» **About this exercise**
The answer must be every record below, repeated exactly.

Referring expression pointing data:
_ _ _

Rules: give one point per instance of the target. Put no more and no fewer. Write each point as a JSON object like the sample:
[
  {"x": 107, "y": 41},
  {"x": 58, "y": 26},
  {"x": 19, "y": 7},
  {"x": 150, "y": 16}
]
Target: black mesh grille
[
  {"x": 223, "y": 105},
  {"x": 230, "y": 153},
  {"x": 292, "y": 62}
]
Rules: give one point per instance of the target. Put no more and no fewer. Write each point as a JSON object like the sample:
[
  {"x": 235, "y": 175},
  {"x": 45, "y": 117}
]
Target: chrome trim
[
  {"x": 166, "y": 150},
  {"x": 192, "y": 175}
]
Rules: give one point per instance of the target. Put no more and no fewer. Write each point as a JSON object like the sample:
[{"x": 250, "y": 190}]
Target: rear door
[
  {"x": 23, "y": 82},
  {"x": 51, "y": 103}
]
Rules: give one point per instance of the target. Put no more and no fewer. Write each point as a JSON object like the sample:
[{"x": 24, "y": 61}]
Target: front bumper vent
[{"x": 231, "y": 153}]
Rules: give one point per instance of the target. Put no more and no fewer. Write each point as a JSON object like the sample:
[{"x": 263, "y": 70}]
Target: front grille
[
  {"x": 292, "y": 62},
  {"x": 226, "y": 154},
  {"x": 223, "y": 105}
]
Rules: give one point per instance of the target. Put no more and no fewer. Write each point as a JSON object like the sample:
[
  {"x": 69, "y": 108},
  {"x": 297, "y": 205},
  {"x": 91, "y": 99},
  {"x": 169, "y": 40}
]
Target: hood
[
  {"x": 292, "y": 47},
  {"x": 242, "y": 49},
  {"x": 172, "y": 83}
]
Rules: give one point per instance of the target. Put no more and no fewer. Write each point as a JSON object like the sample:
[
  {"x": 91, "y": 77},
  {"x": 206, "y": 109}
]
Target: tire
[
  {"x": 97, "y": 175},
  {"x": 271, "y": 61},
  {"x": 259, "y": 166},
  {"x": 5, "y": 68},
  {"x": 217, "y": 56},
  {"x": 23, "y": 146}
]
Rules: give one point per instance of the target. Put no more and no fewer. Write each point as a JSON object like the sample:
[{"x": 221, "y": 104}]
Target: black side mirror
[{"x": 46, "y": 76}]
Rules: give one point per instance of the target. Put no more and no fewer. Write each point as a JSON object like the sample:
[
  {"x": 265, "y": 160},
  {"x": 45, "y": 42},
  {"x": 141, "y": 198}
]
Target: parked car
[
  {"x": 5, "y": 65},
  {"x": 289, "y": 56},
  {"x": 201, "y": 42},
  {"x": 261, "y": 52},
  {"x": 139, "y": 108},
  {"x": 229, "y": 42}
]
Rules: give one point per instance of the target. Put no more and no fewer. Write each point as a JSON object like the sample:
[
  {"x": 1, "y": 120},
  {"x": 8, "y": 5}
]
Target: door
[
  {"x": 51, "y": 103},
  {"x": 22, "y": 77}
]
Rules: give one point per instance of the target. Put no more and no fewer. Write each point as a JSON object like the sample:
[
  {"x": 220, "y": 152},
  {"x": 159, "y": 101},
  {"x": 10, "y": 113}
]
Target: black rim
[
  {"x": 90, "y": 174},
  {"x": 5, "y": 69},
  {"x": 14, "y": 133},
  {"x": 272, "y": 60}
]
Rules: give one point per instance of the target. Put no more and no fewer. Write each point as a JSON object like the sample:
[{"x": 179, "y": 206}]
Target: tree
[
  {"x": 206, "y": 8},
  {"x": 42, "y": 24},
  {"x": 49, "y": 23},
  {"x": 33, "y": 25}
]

_ _ _

» **Task response**
Rules: give one point per instance of the target. Put no more and no fewer. Write each point as a JSON object like the sample:
[
  {"x": 107, "y": 41},
  {"x": 58, "y": 26},
  {"x": 19, "y": 7},
  {"x": 150, "y": 16}
]
Target: black mesh grille
[
  {"x": 223, "y": 105},
  {"x": 230, "y": 153},
  {"x": 292, "y": 62}
]
Rules: give one point per instance of the target. Put no more and no fewer. Write each point as a JSON object like the sample:
[
  {"x": 235, "y": 175},
  {"x": 45, "y": 117}
]
Target: chrome trim
[
  {"x": 166, "y": 150},
  {"x": 192, "y": 175}
]
Rules: give one point per instance of the target. Put no more and no fewer. Write each point as a JSON object like the sample:
[{"x": 250, "y": 190}]
Target: rear door
[
  {"x": 23, "y": 82},
  {"x": 51, "y": 103}
]
Rules: give one point per instance of the target. Put no more and no fewer. Write each point as a JSON object like the sample:
[{"x": 24, "y": 61}]
Target: front bumper vent
[{"x": 231, "y": 153}]
Rules: give one point per instance of the target. Put no more and no fewer. Write each point as a JSON object like the sample:
[{"x": 263, "y": 70}]
Target: front grille
[
  {"x": 292, "y": 62},
  {"x": 226, "y": 154},
  {"x": 223, "y": 105}
]
Rules: give one point per instance of the target. Put no more and no fewer. Write each point as a JSON object like the sample:
[
  {"x": 69, "y": 108},
  {"x": 297, "y": 205},
  {"x": 91, "y": 99},
  {"x": 169, "y": 40}
]
Target: hood
[
  {"x": 292, "y": 47},
  {"x": 242, "y": 49},
  {"x": 172, "y": 83}
]
Rules: give one point per instance of the target. Put no more and no fewer. Write each point as a JSON object like the sample:
[
  {"x": 91, "y": 77},
  {"x": 206, "y": 109}
]
Target: tire
[
  {"x": 97, "y": 175},
  {"x": 271, "y": 61},
  {"x": 259, "y": 166},
  {"x": 5, "y": 68},
  {"x": 217, "y": 56},
  {"x": 23, "y": 146}
]
Rules: give one point per instance of the target. Put no more and no fewer. Write each point as a JSON object like the sample:
[{"x": 221, "y": 104}]
Target: black side mirror
[{"x": 46, "y": 76}]
Rules: give one point per instance of the target. Put no more and no fewer. Write each point as a JSON object like the sample:
[
  {"x": 265, "y": 160},
  {"x": 45, "y": 42},
  {"x": 141, "y": 198}
]
Target: parked car
[
  {"x": 5, "y": 65},
  {"x": 289, "y": 56},
  {"x": 201, "y": 42},
  {"x": 261, "y": 52},
  {"x": 139, "y": 108},
  {"x": 229, "y": 42}
]
Rules: give one point per instance of the target. Put no more and no fewer. Write each point as a JSON object like the sample:
[
  {"x": 1, "y": 120},
  {"x": 8, "y": 5}
]
Target: door
[
  {"x": 51, "y": 103},
  {"x": 22, "y": 77}
]
Rules: give one point per instance of the target. Put no more and no fewer. Write each point as a JSON object like the sample:
[
  {"x": 220, "y": 152},
  {"x": 159, "y": 101},
  {"x": 10, "y": 113}
]
Target: black rim
[
  {"x": 90, "y": 174},
  {"x": 5, "y": 69},
  {"x": 14, "y": 133},
  {"x": 272, "y": 60}
]
Rules: give one point per instance of the target. Put no more and no fewer. Write each point as a JSON object like the sample:
[{"x": 179, "y": 206}]
Target: tree
[
  {"x": 206, "y": 8},
  {"x": 42, "y": 24},
  {"x": 49, "y": 23},
  {"x": 33, "y": 25}
]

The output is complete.